## Excerpted text
From these observations, a binding mode of the bis-Ru-bpp to poly[d(G-C)₂] can be proposed in which one dppz moiety is intercalated and the other is exposed to solvent or tethered into one of the groove. Alternatively, both dppz ligands deviated from full intercalative binding. They may be quasi-intercalated exhibiting the average angle between molecular plane of dppz ligand and the DNA helix axis significantly less than 90° [36]. The former model may be considered as an extreme case for deviation. In any case, the amine group of guanine in the minor groove provides the steric hindrance for incoming intercalating dppz, resulting in the deviated binding mode. The presence of the amine group may also take a role for less efficient increase in the luminescence intensity upon association with poly[d(G-C)₂]. Figure 6 shows a schematic diagram, in which one of the dppz ligands in bis-Ru-bpp intercalates between DNA base-pairs while the other is exposed to solvent.

## Task to complete
Extend the passage on how bis-Ru-bpp binds to poly[d(G-C)₂], starting after its last sentence. The data that come next are from an unrelated source.

## Collected data
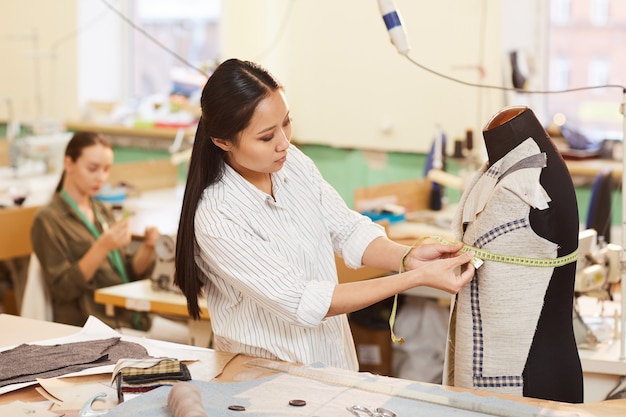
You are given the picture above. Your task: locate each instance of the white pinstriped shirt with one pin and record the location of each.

## Written answer
5. Conclusions

Both dppz ligands of the bis-Ru-bpp complex intercalate between polynucleotide base pairs. The binding properties of them are selective toward the sequences of the DNA base pairs. Due to structural differences of DNA sequences, when bis-Ru-bpp complex is bound to poly[d(A-T)₂] and poly[d(I-C)₂], both of the two dppz ligands are intercalated, and on the contrary, in the case of poly[d(G-C)₂], one dppz ligand is intercalated between the sequences and the other one is exposed outside from the solvent. Alternatively, both dppz ligands deviated from full intercalative binding.